═══ WORKING DATA ═══

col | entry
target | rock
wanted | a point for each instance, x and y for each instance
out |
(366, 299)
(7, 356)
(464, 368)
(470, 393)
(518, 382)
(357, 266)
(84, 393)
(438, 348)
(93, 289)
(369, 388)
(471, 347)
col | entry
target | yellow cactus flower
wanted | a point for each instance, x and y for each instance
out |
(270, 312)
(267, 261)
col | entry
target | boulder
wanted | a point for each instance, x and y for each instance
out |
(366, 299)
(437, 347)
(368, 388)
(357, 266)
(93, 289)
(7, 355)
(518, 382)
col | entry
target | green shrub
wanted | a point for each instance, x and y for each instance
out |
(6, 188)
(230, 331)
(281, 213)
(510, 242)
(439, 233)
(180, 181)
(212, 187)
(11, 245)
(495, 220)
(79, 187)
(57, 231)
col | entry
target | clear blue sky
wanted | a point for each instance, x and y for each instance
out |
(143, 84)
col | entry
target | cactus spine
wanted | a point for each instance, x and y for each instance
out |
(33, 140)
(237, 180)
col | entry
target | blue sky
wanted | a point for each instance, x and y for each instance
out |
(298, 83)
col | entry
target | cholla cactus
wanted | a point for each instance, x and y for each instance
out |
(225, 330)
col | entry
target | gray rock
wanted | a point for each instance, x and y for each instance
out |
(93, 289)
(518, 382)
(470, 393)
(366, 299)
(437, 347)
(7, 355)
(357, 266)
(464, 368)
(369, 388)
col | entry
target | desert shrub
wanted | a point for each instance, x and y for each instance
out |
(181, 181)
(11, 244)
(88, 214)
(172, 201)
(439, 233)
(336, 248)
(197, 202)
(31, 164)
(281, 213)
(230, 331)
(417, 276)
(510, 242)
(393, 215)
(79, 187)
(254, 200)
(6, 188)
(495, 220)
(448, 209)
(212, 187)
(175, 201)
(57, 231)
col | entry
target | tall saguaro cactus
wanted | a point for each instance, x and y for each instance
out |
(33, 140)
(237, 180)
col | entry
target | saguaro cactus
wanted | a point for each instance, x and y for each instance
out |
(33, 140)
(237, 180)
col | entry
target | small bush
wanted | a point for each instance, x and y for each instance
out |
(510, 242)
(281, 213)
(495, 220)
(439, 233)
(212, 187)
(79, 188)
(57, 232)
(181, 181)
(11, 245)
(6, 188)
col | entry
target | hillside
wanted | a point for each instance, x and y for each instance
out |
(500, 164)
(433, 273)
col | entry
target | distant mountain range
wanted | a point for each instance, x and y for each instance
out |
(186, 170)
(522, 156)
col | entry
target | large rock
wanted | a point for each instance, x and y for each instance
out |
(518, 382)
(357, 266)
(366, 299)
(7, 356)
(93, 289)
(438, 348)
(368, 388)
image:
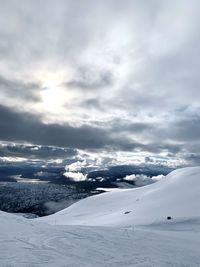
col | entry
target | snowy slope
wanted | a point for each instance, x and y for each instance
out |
(160, 243)
(177, 195)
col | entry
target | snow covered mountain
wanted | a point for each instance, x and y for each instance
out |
(177, 196)
(154, 226)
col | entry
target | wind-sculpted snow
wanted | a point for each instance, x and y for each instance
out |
(177, 195)
(160, 243)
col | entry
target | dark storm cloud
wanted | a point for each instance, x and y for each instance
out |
(36, 152)
(18, 126)
(20, 89)
(130, 68)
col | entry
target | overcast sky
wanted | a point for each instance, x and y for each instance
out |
(113, 77)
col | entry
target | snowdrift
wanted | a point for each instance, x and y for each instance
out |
(177, 196)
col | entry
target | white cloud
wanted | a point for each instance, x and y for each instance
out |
(76, 176)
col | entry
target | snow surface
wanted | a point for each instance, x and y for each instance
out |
(176, 195)
(121, 228)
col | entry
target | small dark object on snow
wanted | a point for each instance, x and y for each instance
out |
(127, 212)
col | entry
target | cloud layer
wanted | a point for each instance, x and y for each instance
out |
(102, 76)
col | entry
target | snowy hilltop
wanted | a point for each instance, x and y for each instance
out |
(156, 225)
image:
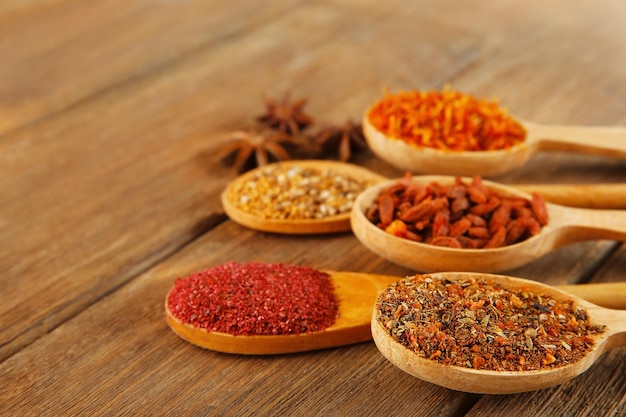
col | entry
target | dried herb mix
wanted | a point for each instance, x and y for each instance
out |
(477, 324)
(447, 120)
(255, 299)
(293, 192)
(459, 215)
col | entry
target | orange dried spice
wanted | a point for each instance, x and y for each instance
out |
(465, 215)
(447, 120)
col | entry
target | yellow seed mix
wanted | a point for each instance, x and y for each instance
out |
(294, 192)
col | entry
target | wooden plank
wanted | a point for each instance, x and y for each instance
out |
(88, 357)
(57, 54)
(104, 216)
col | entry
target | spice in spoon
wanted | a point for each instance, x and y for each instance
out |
(296, 193)
(255, 299)
(447, 120)
(476, 323)
(462, 215)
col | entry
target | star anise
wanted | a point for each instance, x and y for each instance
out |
(285, 116)
(343, 139)
(255, 148)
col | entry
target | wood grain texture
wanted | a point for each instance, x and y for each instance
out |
(110, 116)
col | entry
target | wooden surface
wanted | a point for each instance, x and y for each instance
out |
(111, 113)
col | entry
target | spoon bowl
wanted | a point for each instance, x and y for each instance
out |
(504, 382)
(606, 141)
(329, 224)
(566, 225)
(356, 295)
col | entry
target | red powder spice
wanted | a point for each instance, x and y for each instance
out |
(447, 120)
(255, 299)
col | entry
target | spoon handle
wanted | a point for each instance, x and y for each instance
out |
(606, 141)
(609, 295)
(587, 224)
(599, 196)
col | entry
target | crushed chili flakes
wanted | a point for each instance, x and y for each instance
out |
(447, 120)
(255, 299)
(476, 323)
(464, 214)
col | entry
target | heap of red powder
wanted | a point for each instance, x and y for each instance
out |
(255, 299)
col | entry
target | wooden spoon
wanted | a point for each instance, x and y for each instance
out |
(566, 225)
(331, 224)
(356, 294)
(505, 382)
(579, 195)
(605, 141)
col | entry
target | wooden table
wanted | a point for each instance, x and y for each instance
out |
(111, 113)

═══

EXERCISE:
How many lines in the records contain the word "dark"? Reply with the number alone.

THE REPLY:
2